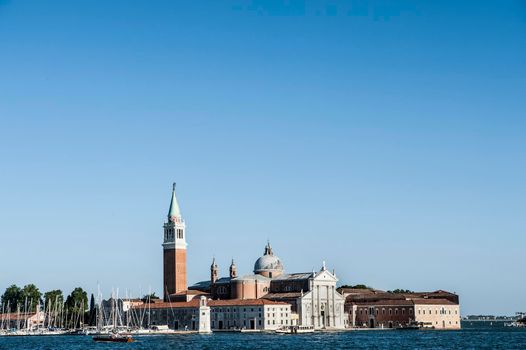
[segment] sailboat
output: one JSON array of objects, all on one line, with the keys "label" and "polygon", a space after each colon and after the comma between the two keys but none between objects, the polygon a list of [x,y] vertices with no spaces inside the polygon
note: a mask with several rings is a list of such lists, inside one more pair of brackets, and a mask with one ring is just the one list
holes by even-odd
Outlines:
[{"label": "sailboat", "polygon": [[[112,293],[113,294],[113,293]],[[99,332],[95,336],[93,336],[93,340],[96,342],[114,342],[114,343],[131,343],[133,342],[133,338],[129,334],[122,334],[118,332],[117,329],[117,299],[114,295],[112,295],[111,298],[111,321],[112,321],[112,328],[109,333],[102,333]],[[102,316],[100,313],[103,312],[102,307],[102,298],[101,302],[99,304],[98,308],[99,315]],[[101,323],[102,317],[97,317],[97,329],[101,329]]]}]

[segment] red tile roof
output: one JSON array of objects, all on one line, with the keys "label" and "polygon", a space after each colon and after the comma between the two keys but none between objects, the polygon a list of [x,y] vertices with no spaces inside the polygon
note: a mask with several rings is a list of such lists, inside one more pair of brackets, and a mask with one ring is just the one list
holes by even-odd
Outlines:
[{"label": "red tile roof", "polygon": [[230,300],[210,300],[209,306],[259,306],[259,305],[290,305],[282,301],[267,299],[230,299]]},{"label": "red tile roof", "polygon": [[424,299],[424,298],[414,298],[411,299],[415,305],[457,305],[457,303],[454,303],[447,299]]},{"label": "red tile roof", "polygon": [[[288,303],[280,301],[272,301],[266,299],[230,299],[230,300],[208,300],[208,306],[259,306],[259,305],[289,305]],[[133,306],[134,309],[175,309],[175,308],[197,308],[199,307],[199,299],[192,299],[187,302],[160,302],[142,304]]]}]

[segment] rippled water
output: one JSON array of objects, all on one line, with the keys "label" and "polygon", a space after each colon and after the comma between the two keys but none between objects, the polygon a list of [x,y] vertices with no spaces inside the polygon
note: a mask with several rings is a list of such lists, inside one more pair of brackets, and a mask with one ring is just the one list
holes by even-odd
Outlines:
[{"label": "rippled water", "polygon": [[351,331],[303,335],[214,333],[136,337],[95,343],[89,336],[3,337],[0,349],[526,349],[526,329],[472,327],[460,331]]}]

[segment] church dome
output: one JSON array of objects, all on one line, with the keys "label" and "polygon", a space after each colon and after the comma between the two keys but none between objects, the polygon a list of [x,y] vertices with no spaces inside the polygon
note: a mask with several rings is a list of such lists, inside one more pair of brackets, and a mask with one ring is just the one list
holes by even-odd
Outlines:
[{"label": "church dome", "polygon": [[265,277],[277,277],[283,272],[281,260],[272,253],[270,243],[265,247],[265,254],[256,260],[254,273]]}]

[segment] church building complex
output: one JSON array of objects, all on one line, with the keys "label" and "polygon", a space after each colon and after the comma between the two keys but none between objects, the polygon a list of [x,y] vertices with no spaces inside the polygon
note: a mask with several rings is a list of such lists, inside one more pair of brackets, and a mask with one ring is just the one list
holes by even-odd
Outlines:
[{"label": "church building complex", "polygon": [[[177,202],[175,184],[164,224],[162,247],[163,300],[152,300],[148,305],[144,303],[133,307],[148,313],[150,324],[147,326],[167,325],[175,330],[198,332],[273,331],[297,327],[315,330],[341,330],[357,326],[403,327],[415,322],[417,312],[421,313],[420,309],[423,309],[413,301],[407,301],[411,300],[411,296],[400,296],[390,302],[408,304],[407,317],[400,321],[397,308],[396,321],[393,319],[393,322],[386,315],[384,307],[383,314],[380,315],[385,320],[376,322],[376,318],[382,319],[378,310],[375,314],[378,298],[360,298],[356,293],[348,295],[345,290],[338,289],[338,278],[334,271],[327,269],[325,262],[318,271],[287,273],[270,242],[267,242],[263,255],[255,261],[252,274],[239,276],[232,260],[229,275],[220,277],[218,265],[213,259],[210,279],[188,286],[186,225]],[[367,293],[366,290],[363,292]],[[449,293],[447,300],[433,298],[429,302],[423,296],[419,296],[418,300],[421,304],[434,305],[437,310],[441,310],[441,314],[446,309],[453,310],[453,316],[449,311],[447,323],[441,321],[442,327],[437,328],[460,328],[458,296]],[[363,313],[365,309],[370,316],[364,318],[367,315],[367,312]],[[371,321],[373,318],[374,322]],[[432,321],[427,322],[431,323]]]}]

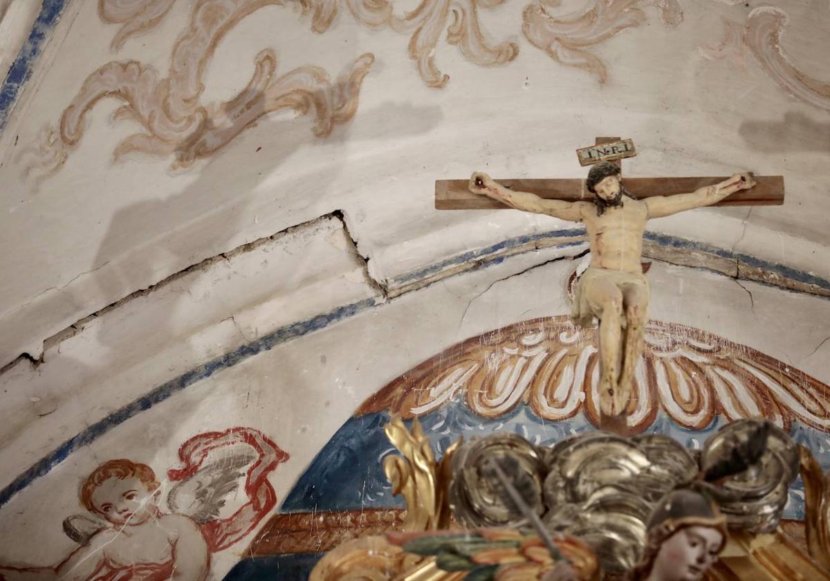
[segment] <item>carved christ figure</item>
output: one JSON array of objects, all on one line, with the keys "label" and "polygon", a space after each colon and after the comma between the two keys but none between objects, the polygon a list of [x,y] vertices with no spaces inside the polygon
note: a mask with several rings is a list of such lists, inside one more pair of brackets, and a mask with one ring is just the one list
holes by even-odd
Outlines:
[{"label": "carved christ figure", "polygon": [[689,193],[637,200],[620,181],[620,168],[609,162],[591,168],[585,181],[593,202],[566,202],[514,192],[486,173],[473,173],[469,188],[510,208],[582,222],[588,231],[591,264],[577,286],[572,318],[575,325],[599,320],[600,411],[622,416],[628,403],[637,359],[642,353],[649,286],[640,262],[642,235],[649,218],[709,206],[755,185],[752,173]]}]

----

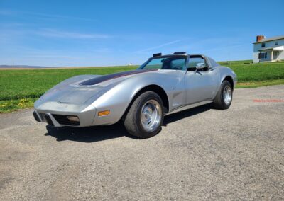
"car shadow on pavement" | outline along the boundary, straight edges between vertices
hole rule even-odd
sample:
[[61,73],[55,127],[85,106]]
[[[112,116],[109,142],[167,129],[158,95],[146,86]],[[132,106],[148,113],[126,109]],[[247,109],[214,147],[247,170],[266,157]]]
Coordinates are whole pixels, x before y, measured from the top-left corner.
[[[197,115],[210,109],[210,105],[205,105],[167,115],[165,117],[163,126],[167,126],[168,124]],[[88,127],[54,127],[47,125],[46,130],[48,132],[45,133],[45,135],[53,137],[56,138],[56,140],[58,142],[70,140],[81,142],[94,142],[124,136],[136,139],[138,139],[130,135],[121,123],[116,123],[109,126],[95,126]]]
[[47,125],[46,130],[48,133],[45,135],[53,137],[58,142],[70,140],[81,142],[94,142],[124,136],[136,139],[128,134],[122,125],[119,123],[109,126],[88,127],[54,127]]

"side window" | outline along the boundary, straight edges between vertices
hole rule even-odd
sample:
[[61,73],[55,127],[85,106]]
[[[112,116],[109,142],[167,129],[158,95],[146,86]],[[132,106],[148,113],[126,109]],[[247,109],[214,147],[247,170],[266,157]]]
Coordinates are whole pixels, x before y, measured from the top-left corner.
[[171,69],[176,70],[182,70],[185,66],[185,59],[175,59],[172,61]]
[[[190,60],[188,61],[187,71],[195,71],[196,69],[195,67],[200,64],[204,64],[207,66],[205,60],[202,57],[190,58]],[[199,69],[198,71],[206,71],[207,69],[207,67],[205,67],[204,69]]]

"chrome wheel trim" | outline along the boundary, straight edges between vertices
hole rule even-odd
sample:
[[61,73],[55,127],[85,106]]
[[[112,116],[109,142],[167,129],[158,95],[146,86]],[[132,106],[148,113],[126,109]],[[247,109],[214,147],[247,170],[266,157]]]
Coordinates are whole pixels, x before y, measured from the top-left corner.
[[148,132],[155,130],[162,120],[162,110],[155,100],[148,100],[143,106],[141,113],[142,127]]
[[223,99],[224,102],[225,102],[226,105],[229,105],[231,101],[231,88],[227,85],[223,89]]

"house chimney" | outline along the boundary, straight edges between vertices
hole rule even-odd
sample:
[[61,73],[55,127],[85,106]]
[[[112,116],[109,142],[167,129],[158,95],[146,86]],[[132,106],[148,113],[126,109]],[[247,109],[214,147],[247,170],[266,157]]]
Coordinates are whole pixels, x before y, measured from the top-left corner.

----

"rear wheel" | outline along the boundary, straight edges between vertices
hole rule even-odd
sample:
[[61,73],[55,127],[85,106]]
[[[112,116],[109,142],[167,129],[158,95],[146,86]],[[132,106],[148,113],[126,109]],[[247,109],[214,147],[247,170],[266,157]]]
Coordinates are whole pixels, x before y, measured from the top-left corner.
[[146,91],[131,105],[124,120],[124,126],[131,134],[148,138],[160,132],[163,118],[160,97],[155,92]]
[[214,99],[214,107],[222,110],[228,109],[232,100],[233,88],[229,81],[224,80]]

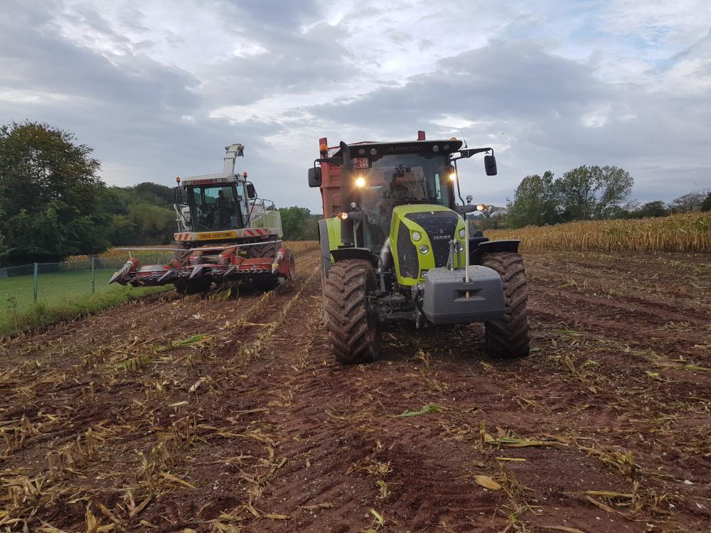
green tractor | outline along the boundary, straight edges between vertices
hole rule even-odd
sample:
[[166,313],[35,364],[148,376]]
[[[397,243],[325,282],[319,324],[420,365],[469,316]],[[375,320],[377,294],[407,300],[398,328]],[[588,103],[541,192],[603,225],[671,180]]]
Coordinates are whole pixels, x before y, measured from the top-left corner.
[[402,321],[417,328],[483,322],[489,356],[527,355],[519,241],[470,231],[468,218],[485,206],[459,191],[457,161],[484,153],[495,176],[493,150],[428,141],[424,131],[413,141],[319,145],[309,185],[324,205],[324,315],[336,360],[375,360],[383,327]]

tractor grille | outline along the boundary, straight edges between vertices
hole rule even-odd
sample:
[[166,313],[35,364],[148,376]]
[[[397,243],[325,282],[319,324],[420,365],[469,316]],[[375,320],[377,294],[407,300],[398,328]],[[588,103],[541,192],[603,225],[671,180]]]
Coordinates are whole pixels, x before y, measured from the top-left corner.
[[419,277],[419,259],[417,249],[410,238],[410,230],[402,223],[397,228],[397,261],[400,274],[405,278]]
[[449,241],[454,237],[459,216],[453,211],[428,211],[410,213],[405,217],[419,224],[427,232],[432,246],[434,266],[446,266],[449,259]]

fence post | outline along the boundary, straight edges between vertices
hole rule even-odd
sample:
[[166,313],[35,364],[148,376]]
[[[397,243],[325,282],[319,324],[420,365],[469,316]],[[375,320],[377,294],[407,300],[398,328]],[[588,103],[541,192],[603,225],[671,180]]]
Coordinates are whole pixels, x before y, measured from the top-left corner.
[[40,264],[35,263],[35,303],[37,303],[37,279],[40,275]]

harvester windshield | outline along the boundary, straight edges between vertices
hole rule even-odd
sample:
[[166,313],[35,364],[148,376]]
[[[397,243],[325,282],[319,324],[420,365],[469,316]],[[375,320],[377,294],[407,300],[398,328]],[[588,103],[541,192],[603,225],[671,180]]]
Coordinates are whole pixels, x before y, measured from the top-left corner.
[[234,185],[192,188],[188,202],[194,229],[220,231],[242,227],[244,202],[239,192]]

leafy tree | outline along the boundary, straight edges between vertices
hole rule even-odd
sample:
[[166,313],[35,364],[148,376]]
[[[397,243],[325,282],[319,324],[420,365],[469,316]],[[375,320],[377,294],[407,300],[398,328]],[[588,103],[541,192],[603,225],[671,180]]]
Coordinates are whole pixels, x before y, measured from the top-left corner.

----

From the records above, keep only the lines containing the word "tractor" and copy each one.

**Solution to the exercise:**
green tractor | outline along the boundary, straight edges between vertices
tractor grille | outline along the boundary, straight edges between vertices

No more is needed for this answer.